## Document:
(begin)

The VERY BEGINNING OF The Epic of Gilgamesh praises the city of Uruk where Gilgamesh dwells AND ITS GARDENS (emphasis mine):

"He [Gilgamesh] built the walls of ramparted Uruk...
One square mile of city, ONE SQUARE MILE OF GARDENS,
One square mile of clay pits, a half square mile of Ishtar's
dwelling,
Three and a half square miles is the measure of Uruk !"

(p. 3. "Tablet I." Benjamin R. Foster. The Epic of Gilgamesh. New York & London. W. W. Norton & Company. [A Norton Critical Edition]. 2001. ISBN 0-393-97516-9. paperback)

The VERY ENDING of The Epic of Gilgamesh praises Uruk's walls AND GARDENS. Note this literary device is called a "Ring-Composition" whereby the beginning foreshadows the end and the end recalls the beginning (emphasis mine):

"When they arrived in ramparted Uruk,
Gilgamesh said to him, to Ur-Shanabi the boatman:
Go up, Ur-Shanabi, pace out the walls of Uruk.
Study the foundation terrace and examine the brickwork.
Is not its masonry of kiln-fired brick ?
And did not seven masters lay its foundations ?
One square mile of city, ONE SQUARE MILE OF GARDENS,
One square mile of clay pits, a half square mile of Ishtar's
dwelling,
Three and a half square miles is the measure of Uruk !"

(p. 95. "Tablet XI." Benjamin R. Foster. The Epic of Gilgamesh. New York & London. W. W. Norton & Company. [A Norton Critical Edition]. 2001. ISBN 0-393-97516-9. paperback)

Campbell noted that the Hebrews, apparently _employing inversions_, are reversing or inverting motifs by _180 degrees_ borrowed from the earlier Mesopotamian culture. He notes that Abraham through Jacob are portrayed as wandering shepherds, _not_ settled urbanites, planting orchards and harvesting the fruit. He suggests the Hebrew shepherds wanting to magnify themselves, took earlier Mesopotamian themes praising city life and applied these motifs to themselves, portraying the urban life as depraved and not in God's favor (After the expulsion from the Garden of Eden Cain the agriculturalist and murderer appears and builds the world's first city). Campbell may be right. This would explain how a Mesopotamian city garden which man is created to toil in, relieving the Igigi gods, becomes a lush garden planted by a God before man's creation (Adam) in the midst of a wilderness called Eden. The uncultivated desert or steppe land in which wandered wild animals and shepherds was called in Sumerian edin. That is to say, the Hebrews may have reversed or inverted the Mesopotamian "creation of man" myths. Instead of man being created to work in a city garden, he is placed in God's garden in the midst of a wilderness called Eden (edin?). Campbell also notes the motif of man TILLING the city gardens of Sumer and Adam's TILLING the Garden in Eden.

(end)

Image entries for named regions:
(begin)

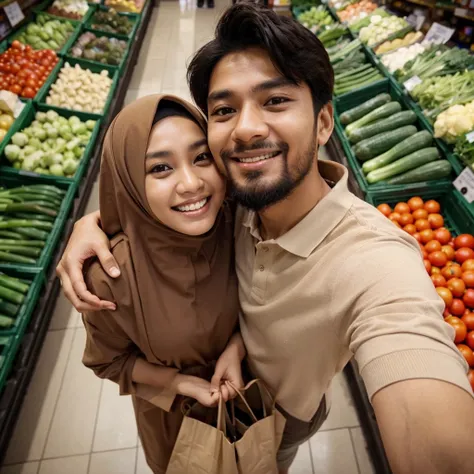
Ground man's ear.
[318,102,334,146]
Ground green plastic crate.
[0,99,33,156]
[0,269,46,338]
[366,185,474,235]
[335,81,452,195]
[85,5,140,39]
[0,104,101,184]
[35,57,119,120]
[8,12,81,56]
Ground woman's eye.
[150,164,171,173]
[267,97,289,105]
[212,107,234,117]
[195,155,213,163]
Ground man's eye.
[195,155,213,163]
[267,97,289,105]
[212,107,234,117]
[151,164,171,173]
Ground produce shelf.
[0,1,153,459]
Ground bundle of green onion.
[0,184,65,265]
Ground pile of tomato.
[377,197,474,389]
[0,41,59,99]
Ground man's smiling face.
[208,48,317,210]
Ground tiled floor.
[0,0,374,474]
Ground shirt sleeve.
[82,266,178,411]
[337,237,472,399]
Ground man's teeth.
[239,152,278,163]
[177,198,207,212]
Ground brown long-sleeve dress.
[83,206,239,474]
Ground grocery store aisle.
[0,0,374,474]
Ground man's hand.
[56,211,120,313]
[211,332,246,402]
[171,374,219,407]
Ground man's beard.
[222,131,317,212]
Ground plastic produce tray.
[335,80,451,195]
[35,57,119,120]
[66,27,131,72]
[0,103,101,184]
[7,12,81,56]
[0,172,77,273]
[85,5,140,39]
[366,185,474,235]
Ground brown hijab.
[94,95,238,369]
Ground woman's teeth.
[177,198,208,212]
[239,151,279,163]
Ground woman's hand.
[56,211,120,313]
[211,332,246,402]
[171,374,219,407]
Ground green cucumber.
[354,125,417,161]
[367,147,439,184]
[340,93,392,125]
[362,130,433,174]
[388,160,452,184]
[348,110,416,143]
[346,102,402,133]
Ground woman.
[83,95,243,474]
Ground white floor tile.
[351,428,375,474]
[309,429,358,474]
[290,443,313,474]
[136,447,153,474]
[38,454,89,474]
[44,328,102,458]
[93,380,137,451]
[5,329,74,464]
[89,448,137,474]
[0,461,39,474]
[320,373,359,431]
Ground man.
[58,5,474,474]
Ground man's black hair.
[187,3,334,115]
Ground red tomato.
[446,298,466,316]
[457,344,474,367]
[432,272,446,288]
[455,247,474,263]
[428,251,448,267]
[454,234,474,249]
[436,286,453,308]
[462,288,474,309]
[445,316,467,344]
[461,311,474,331]
[466,331,474,350]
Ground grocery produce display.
[0,184,65,264]
[340,93,452,185]
[70,31,128,66]
[377,197,474,389]
[46,62,113,114]
[90,8,135,36]
[0,41,59,99]
[13,13,76,51]
[47,0,89,20]
[5,110,96,178]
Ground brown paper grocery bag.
[226,380,286,474]
[166,398,239,474]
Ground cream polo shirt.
[235,161,472,421]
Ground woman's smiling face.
[145,116,225,235]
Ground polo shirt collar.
[243,160,354,258]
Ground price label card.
[425,23,455,44]
[403,76,423,92]
[3,2,25,26]
[453,168,474,203]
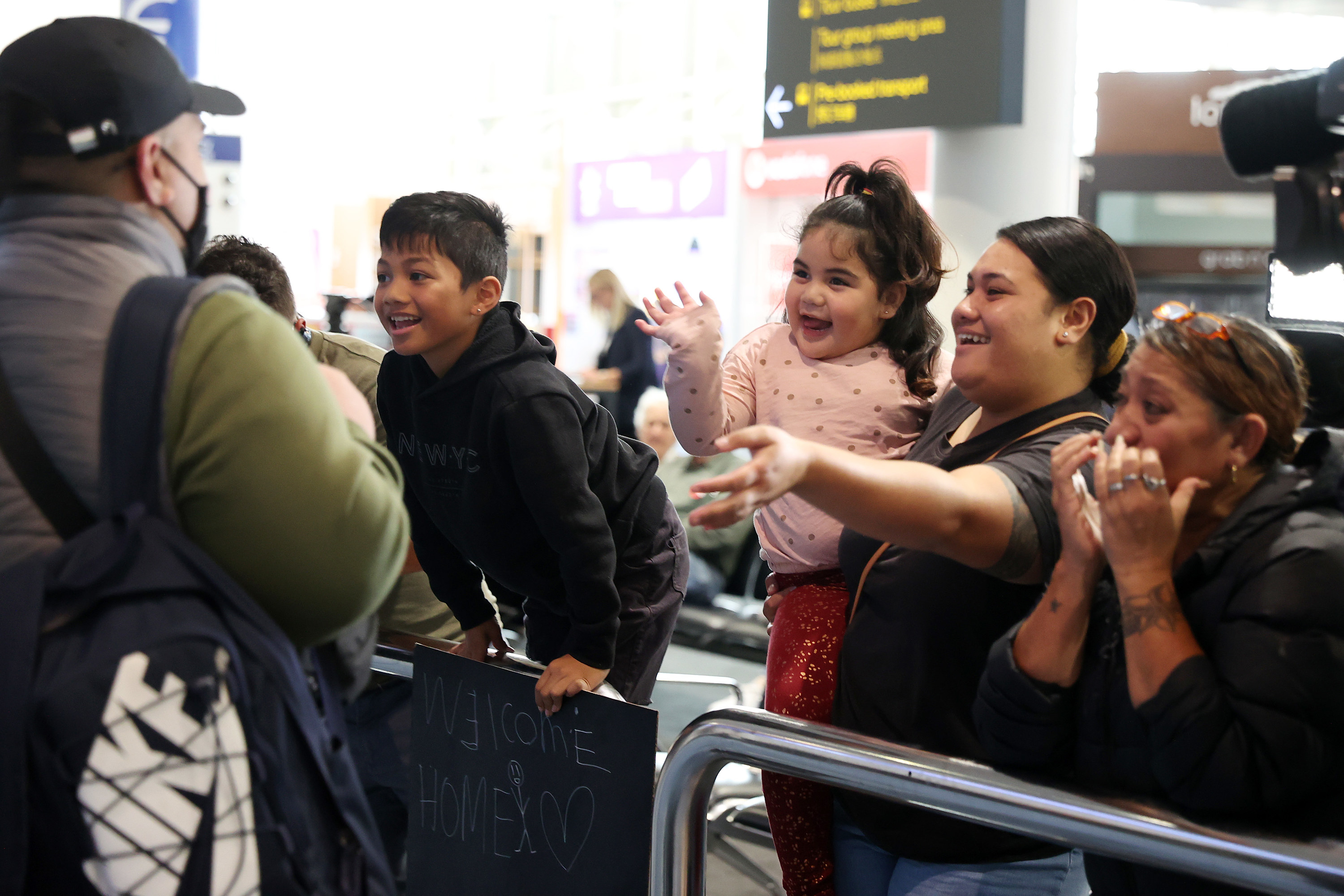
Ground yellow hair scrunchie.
[1097,331,1129,376]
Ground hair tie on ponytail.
[1097,331,1129,376]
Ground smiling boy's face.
[374,241,500,376]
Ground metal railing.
[649,708,1344,896]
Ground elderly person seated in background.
[634,388,751,606]
[976,302,1344,896]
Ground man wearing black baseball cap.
[0,17,410,893]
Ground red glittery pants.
[761,569,849,896]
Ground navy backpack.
[0,278,395,896]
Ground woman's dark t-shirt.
[833,387,1106,864]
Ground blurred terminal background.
[10,0,1344,371]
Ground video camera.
[1219,59,1344,426]
[1219,59,1344,305]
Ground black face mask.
[159,149,210,270]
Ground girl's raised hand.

(end)

Print the entire Uruk gardens commentary from above, word for word.

## Answer to this problem:
The VERY BEGINNING OF The Epic of Gilgamesh praises the city of Uruk where Gilgamesh dwells AND ITS GARDENS (emphasis mine):

"He [Gilgamesh] built the walls of ramparted Uruk...
One square mile of city, ONE SQUARE MILE OF GARDENS,
One square mile of clay pits, a half square mile of Ishtar's
dwelling,
Three and a half square miles is the measure of Uruk !"

(p. 3. "Tablet I." Benjamin R. Foster. The Epic of Gilgamesh. New York & London. W. W. Norton & Company. [A Norton Critical Edition]. 2001. ISBN 0-393-97516-9. paperback)

The VERY ENDING of The Epic of Gilgamesh praises Uruk's walls AND GARDENS. Note this literary device is called a "Ring-Composition" whereby the beginning foreshadows the end and the end recalls the beginning (emphasis mine):

"When they arrived in ramparted Uruk,
Gilgamesh said to him, to Ur-Shanabi the boatman:
Go up, Ur-Shanabi, pace out the walls of Uruk.
Study the foundation terrace and examine the brickwork.
Is not its masonry of kiln-fired brick ?
And did not seven masters lay its foundations ?
One square mile of city, ONE SQUARE MILE OF GARDENS,
One square mile of clay pits, a half square mile of Ishtar's
dwelling,
Three and a half square miles is the measure of Uruk !"

(p. 95. "Tablet XI." Benjamin R. Foster. The Epic of Gilgamesh. New York & London. W. W. Norton & Company. [A Norton Critical Edition]. 2001. ISBN 0-393-97516-9. paperback)

Campbell noted that the Hebrews, apparently _employing inversions_, are reversing or inverting motifs by _180 degrees_ borrowed from the earlier Mesopotamian culture. He notes that Abraham through Jacob are portrayed as wandering shepherds, _not_ settled urbanites, planting orchards and harvesting the fruit. He suggests the Hebrew shepherds wanting to magnify themselves, took earlier Mesopotamian themes praising city life and applied these motifs to themselves, portraying the urban life as depraved and not in God's favor (After the expulsion from the Garden of Eden Cain the agriculturalist and murderer appears and builds the world's first city). Campbell may be right. This would explain how a Mesopotamian city garden which man is created to toil in, relieving the Igigi gods, becomes a lush garden planted by a God before man's creation (Adam) in the midst of a wilderness called Eden. The uncultivated desert or steppe land in which wandered wild animals and shepherds was called in Sumerian edin. That is to say, the Hebrews may have reversed or inverted the Mesopotamian "creation of man" myths. Instead of man being created to work in a city garden, he is placed in God's garden in the midst of a wilderness called Eden (edin?). Campbell also notes the motif of man TILLING the city gardens of Sumer and Adam's TILLING the Garden in Eden.